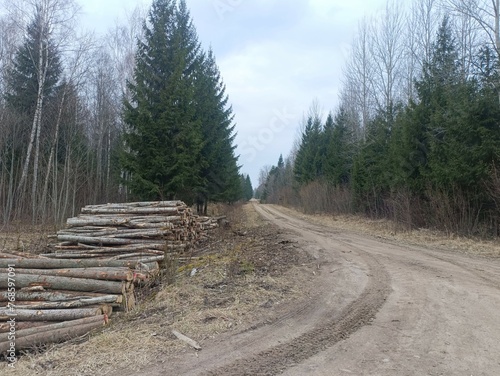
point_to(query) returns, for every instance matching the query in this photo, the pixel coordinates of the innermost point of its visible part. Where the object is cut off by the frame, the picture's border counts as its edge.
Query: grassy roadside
(229, 284)
(386, 229)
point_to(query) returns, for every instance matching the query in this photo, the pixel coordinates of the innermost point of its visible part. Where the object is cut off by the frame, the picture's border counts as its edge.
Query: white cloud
(275, 56)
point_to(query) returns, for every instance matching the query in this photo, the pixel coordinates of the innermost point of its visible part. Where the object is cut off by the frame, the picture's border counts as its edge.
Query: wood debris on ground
(98, 259)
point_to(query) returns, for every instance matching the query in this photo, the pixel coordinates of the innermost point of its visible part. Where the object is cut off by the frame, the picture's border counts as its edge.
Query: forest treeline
(140, 113)
(416, 136)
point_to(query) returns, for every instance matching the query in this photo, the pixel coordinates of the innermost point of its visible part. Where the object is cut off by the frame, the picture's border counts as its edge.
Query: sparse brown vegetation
(228, 284)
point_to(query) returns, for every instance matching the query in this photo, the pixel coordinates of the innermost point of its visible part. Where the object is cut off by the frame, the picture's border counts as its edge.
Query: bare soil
(305, 295)
(234, 281)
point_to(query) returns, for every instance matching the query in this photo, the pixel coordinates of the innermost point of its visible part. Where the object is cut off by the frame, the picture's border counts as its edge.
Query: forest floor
(280, 292)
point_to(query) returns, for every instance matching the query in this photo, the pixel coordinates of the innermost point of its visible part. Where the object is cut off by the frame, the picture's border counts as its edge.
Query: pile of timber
(130, 231)
(58, 299)
(92, 270)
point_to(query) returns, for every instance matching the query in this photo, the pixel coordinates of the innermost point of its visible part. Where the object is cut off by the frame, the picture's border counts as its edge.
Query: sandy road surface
(375, 308)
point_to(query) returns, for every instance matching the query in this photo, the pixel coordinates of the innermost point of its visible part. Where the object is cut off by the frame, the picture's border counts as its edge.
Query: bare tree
(357, 96)
(387, 50)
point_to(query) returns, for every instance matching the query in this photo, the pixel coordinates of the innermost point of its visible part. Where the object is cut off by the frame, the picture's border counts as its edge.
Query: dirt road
(373, 308)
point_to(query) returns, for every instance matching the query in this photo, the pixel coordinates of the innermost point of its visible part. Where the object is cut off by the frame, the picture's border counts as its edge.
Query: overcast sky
(275, 56)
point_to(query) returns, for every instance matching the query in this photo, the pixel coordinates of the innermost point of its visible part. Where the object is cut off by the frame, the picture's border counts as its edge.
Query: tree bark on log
(49, 314)
(49, 263)
(55, 296)
(134, 210)
(77, 303)
(5, 326)
(56, 335)
(65, 283)
(106, 274)
(48, 326)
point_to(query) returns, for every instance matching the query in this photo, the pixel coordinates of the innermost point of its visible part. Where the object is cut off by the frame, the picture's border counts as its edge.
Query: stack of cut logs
(92, 269)
(130, 231)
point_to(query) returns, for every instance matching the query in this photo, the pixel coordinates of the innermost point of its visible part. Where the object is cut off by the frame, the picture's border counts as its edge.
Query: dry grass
(24, 238)
(237, 280)
(387, 229)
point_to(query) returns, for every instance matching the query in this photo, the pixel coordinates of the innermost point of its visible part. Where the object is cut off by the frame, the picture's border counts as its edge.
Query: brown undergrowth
(230, 282)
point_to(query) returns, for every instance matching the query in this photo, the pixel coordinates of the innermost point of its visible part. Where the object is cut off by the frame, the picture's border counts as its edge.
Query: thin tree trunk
(35, 129)
(51, 157)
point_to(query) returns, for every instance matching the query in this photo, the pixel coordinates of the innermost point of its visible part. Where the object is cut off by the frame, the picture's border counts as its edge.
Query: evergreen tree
(309, 159)
(164, 137)
(339, 150)
(24, 77)
(219, 170)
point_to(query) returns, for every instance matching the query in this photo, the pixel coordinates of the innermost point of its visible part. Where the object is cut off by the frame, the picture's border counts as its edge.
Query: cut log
(77, 303)
(51, 336)
(131, 210)
(48, 326)
(103, 273)
(48, 263)
(171, 203)
(54, 296)
(188, 340)
(49, 314)
(65, 283)
(5, 326)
# # # #
**To be done**
Pull out each line of the listing above that contains the string "brown", treating uppercase and lowercase as different.

**Exercise response**
Query: sparse brown vegetation
Query: brown undergrowth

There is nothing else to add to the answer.